Goal
Are you able to retype all the records below exactly?
━━━━━━
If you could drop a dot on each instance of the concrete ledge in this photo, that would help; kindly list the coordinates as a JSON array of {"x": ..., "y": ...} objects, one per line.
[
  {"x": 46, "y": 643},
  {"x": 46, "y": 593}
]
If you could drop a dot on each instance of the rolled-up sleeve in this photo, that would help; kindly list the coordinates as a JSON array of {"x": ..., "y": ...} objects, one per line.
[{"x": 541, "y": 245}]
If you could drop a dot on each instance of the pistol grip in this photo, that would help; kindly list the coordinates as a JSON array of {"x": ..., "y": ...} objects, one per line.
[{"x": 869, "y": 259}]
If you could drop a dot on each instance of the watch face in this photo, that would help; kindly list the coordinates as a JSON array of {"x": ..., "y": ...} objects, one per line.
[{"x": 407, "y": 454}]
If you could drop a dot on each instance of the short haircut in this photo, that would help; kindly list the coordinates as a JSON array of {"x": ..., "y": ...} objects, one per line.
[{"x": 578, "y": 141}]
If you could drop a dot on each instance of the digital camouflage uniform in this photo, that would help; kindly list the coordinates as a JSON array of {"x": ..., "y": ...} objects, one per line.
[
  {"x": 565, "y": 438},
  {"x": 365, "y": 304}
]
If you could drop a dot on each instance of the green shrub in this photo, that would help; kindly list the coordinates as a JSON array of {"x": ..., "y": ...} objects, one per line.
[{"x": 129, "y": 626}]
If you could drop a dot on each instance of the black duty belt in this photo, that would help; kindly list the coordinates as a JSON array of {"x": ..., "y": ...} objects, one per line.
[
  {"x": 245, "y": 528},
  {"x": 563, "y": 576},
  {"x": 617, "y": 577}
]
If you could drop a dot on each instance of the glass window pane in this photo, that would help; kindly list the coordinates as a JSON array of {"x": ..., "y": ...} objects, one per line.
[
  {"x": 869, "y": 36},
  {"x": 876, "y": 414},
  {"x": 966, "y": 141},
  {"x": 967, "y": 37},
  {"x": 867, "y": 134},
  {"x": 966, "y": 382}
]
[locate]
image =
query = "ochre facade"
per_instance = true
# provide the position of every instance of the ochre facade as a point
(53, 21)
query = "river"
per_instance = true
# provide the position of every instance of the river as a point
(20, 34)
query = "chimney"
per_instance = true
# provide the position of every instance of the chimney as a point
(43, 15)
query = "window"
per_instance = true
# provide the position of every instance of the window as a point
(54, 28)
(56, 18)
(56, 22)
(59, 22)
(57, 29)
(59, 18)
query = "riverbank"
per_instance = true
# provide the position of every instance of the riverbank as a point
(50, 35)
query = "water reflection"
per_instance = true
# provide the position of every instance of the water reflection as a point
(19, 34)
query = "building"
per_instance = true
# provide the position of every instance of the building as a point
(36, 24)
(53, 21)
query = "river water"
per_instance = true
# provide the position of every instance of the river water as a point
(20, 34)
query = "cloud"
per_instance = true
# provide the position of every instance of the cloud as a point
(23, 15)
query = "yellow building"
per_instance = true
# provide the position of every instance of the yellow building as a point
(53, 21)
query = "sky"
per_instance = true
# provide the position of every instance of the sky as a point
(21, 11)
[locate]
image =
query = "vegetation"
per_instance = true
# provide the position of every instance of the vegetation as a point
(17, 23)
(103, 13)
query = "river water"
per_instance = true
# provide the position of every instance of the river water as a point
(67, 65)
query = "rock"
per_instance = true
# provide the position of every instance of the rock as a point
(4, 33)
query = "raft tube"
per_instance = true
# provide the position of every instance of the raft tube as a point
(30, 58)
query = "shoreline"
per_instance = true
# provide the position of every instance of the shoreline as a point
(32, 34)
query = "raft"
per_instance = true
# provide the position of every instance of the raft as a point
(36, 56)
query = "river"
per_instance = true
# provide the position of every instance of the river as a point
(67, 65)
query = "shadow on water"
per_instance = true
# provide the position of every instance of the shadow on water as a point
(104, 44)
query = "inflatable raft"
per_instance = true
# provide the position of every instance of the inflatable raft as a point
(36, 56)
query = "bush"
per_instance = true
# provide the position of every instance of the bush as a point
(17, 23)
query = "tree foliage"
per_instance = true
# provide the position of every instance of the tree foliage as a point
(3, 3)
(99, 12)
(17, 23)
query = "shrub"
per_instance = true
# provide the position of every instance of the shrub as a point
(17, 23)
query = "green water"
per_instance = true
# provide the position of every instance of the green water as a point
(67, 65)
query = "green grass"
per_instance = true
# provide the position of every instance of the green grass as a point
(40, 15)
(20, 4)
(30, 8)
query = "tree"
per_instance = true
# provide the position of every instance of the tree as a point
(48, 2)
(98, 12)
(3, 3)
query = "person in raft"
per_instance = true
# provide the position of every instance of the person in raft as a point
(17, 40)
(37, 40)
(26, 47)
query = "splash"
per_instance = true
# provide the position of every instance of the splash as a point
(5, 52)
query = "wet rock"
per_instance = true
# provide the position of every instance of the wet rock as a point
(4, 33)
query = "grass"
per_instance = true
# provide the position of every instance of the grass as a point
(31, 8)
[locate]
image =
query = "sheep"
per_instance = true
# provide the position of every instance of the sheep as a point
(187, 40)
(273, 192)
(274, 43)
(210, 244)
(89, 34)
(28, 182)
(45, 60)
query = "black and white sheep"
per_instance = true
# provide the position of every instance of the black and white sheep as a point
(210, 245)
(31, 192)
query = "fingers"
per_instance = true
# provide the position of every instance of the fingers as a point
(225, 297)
━━━━━━
Final result
If you could drop a dot on each instance of the concrete ledge in this photo, that would help; kindly list the coordinates as a JSON array of {"x": ..., "y": ...} objects, one per line.
[
  {"x": 46, "y": 643},
  {"x": 46, "y": 593}
]
If you could drop a dot on each instance of the rolled-up sleeve in this photo, that would help; kindly list the coordinates as a JSON array of {"x": ..., "y": ...} objects, one per line.
[{"x": 541, "y": 245}]
If you could drop a dot on each instance of the pistol grip in this photo, that would help; kindly list the coordinates as a JSON array of {"x": ..., "y": ...} objects, one per line.
[{"x": 869, "y": 259}]
If you could drop a dot on each instance of the watch face in this photo, that would help; kindly list the coordinates as a JSON array of {"x": ..., "y": ...} objects, one per line.
[{"x": 407, "y": 454}]
If you could drop a dot on each instance of the short haircut in this photo, that would help; kindly list the coordinates as a JSON array of {"x": ..., "y": ...} objects, one per line.
[{"x": 578, "y": 141}]
If you could drop a dot on each instance of the digital camouflage uniform in this photo, that would help; kindly list the coordinates as a JSON array of {"x": ..., "y": ...} objects, one per line.
[
  {"x": 565, "y": 438},
  {"x": 365, "y": 304}
]
If you could drop a dot on each instance of the green shrub in this photo, that would help; kindly list the coordinates as a JSON array of {"x": ..., "y": ...} objects, one per line.
[{"x": 129, "y": 626}]
If you could drop a dot on each instance of the black duty belt in this photo, that would help; kindly list the coordinates as a JSON array of {"x": ..., "y": ...} objects, one per line.
[
  {"x": 245, "y": 528},
  {"x": 563, "y": 576},
  {"x": 617, "y": 577}
]
If you could drop a dot on each instance of the glass window pane in this photo, that would help; kindly list the coordinates as a JSON array of {"x": ..., "y": ...} objects, one per line.
[
  {"x": 869, "y": 36},
  {"x": 876, "y": 414},
  {"x": 966, "y": 141},
  {"x": 967, "y": 37},
  {"x": 867, "y": 134},
  {"x": 966, "y": 382}
]
[locate]
image =
query = "ochre facade"
per_instance = true
# provide the position of every instance of the ochre facade as a point
(53, 21)
query = "river"
per_instance = true
# provide the position of every instance of the river as a point
(20, 34)
query = "chimney"
per_instance = true
# provide the position of every instance of the chimney as a point
(43, 15)
query = "window"
per_instance = true
# provide the position of every instance of the window as a point
(54, 28)
(56, 18)
(56, 22)
(59, 22)
(57, 29)
(59, 18)
query = "riverbank"
per_instance = true
# provide the position of every instance of the riverbank as a point
(50, 35)
query = "water reflection"
per_instance = true
# provide the position of every instance of the water reflection as a point
(19, 34)
query = "building"
per_instance = true
# provide the position of every instance of the building as a point
(36, 24)
(53, 21)
query = "river water"
per_instance = true
# provide the position of every instance of the river water as a point
(20, 34)
query = "cloud"
per_instance = true
# provide the position of every instance of the cloud as a point
(23, 15)
query = "yellow building"
per_instance = true
# provide the position of every instance of the yellow building as a point
(53, 21)
query = "sky"
per_instance = true
# provide the position of every instance of the sky as a point
(21, 11)
[locate]
image =
query = "vegetation"
per_instance = true
# provide the position of every instance of the vegetation as a point
(17, 23)
(103, 13)
query = "river water"
per_instance = true
# provide the position of every instance of the river water as a point
(67, 65)
query = "rock"
per_instance = true
# provide the position of every instance of the rock as a point
(4, 33)
query = "raft tube"
per_instance = true
# provide the position of every instance of the raft tube as a point
(30, 58)
query = "shoreline"
per_instance = true
# provide the position of every instance of the shoreline as a point
(32, 34)
query = "raft"
per_instance = true
# provide the position of every instance of the raft as a point
(36, 56)
query = "river"
per_instance = true
# provide the position of every instance of the river as a point
(67, 65)
query = "shadow on water"
per_instance = true
# provide the position of every instance of the shadow on water as a point
(104, 44)
query = "inflatable raft"
per_instance = true
# provide the position of every instance of the inflatable raft as a point
(36, 56)
query = "bush"
per_instance = true
# provide the position of every instance of the bush as a point
(17, 23)
query = "tree foliage"
per_instance = true
# provide the position of every instance of the tree foliage as a point
(3, 3)
(99, 12)
(17, 23)
query = "shrub"
per_instance = true
# provide the position of every instance of the shrub as a point
(17, 23)
query = "green water"
per_instance = true
# provide the position of every instance of the green water as a point
(67, 65)
query = "green grass"
per_instance = true
# provide the position of every instance of the green grass as a point
(40, 15)
(20, 4)
(30, 8)
query = "tree"
per_instance = true
# provide the position of every instance of the tree as a point
(48, 2)
(98, 12)
(3, 3)
query = "person in raft"
per_instance = true
# provide the position of every instance of the person in raft as a point
(17, 40)
(37, 40)
(26, 47)
query = "splash"
per_instance = true
# provide the position of every instance of the splash as a point
(5, 52)
query = "wet rock"
per_instance = true
# provide the position of every instance of the wet rock as a point
(4, 33)
query = "grass"
per_instance = true
# provide the position of every instance of the grass as a point
(31, 8)
[locate]
image =
query = "sheep"
per_instance = true
# provide the position of every instance of the sheep as a point
(187, 40)
(273, 192)
(274, 43)
(210, 244)
(89, 34)
(28, 182)
(45, 60)
query = "black and white sheep"
per_instance = true
# provide the position of every instance of the black and white sheep as a point
(210, 245)
(31, 192)
query = "fingers"
per_instance = true
# provide the position of every instance of the fingers as a point
(225, 297)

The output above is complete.